═══ Passage given ═══
It is remarked that U.S. Pat. No. 6,691,531 B1 discloses a natural gas liquefaction system, which uses single first and second gas turbines (labelled 700 and 702 in its FIG. 1), to power first and second propane and ethylene compressors. The hot exhaust gases exiting gas turbines are conducted to an indirect heat exchanger (802) and a water/steam stream flowing in conduit (804) is conducted to first and second steam turbines (704, 706) which power methane compressors. Although this system uses the hot exhaust gases exiting gas turbines, it still has two gas turbines directly adjacent to a number of propane and ethylene compressors, which has an inherent safety risk which the present invention seeks to avoid.


Gas turbines are known in the art, and include aeroderivative-type turbines. Such gas turbines typically include an air compression system and are fuelled with light hydrocarbon gases, usually one or more of methane, ethane, propane, etc.


Steam heat exchangers, for providing steam power from hot gas created by gas turbines, are also well known in the art. They can recover the heat energy in the hot gas, and include any type or form of steam creator, such as a waste heat recovery unit.


The two or more refrigerant streams of step (a) of the method of the present invention may be in separate refrigerant circuits, or may be separate fractions or parts of a single refrigerant circuit such as that shown in WO 96/33379 A1.


The first and second refrigerant compressors may be in separate refrigerant circuits, or may be in the same refrigerant circuit such as the single refrigerant circuit mentioned hereinabove. Where the first and second refrigerant compressors are in the same circuit, it may be that two or more of the at least partly evaporated streams pass through one or more of the same refrigerant compressors.
═══ Data section ═══
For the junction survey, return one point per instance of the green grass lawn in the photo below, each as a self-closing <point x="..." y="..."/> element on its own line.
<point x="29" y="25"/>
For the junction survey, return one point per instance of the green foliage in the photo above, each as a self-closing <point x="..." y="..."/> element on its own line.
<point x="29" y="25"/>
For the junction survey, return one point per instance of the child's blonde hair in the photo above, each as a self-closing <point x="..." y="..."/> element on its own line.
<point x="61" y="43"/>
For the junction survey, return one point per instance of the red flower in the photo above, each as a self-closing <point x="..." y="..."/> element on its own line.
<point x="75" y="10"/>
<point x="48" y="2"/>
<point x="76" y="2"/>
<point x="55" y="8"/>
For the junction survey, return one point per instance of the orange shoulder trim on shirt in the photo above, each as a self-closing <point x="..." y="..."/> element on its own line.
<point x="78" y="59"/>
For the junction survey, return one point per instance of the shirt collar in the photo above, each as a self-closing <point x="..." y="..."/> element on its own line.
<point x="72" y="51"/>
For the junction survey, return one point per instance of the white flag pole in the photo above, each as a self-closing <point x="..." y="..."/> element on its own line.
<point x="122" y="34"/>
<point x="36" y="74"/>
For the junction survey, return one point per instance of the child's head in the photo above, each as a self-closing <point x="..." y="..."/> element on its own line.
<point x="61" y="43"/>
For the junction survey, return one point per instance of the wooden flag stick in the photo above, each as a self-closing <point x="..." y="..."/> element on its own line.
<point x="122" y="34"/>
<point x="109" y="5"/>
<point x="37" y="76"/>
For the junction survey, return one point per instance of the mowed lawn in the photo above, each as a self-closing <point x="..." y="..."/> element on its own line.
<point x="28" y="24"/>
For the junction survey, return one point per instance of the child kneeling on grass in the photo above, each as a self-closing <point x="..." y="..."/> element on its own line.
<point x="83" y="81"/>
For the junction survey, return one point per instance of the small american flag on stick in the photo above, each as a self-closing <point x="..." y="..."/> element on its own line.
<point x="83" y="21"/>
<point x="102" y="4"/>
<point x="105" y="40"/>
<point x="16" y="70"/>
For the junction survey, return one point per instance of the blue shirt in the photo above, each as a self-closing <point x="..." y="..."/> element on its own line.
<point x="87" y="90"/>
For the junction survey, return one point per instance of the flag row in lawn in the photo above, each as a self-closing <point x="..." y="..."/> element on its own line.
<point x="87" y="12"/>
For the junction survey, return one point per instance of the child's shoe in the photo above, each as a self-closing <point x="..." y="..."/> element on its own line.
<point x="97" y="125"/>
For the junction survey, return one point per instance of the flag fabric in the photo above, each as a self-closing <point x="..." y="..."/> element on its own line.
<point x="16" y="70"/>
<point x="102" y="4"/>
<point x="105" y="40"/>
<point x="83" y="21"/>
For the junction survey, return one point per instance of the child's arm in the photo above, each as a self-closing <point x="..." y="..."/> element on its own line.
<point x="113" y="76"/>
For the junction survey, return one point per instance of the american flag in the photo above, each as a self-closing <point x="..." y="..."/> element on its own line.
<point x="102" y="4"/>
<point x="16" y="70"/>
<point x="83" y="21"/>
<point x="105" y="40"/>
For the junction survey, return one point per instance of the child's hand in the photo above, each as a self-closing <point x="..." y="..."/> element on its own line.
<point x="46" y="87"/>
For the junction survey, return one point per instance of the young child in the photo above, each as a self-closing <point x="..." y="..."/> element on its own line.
═══
Exercise:
In the passage on natural gas liquefaction, take the part that opens with the words containing "The two or more" and closes with "same refrigerant compressors.", and write it out again, substituting "coolant compressors" for "refrigerant compressors".

The answer:
The two or more refrigerant streams of step (a) of the method of the present invention may be in separate refrigerant circuits, or may be separate fractions or parts of a single refrigerant circuit such as that shown in WO 96/33379 A1.


The first and second coolant compressors may be in separate refrigerant circuits, or may be in the same refrigerant circuit such as the single refrigerant circuit mentioned hereinabove. Where the first and second coolant compressors are in the same circuit, it may be that two or more of the at least partly evaporated streams pass through one or more of the same coolant compressors.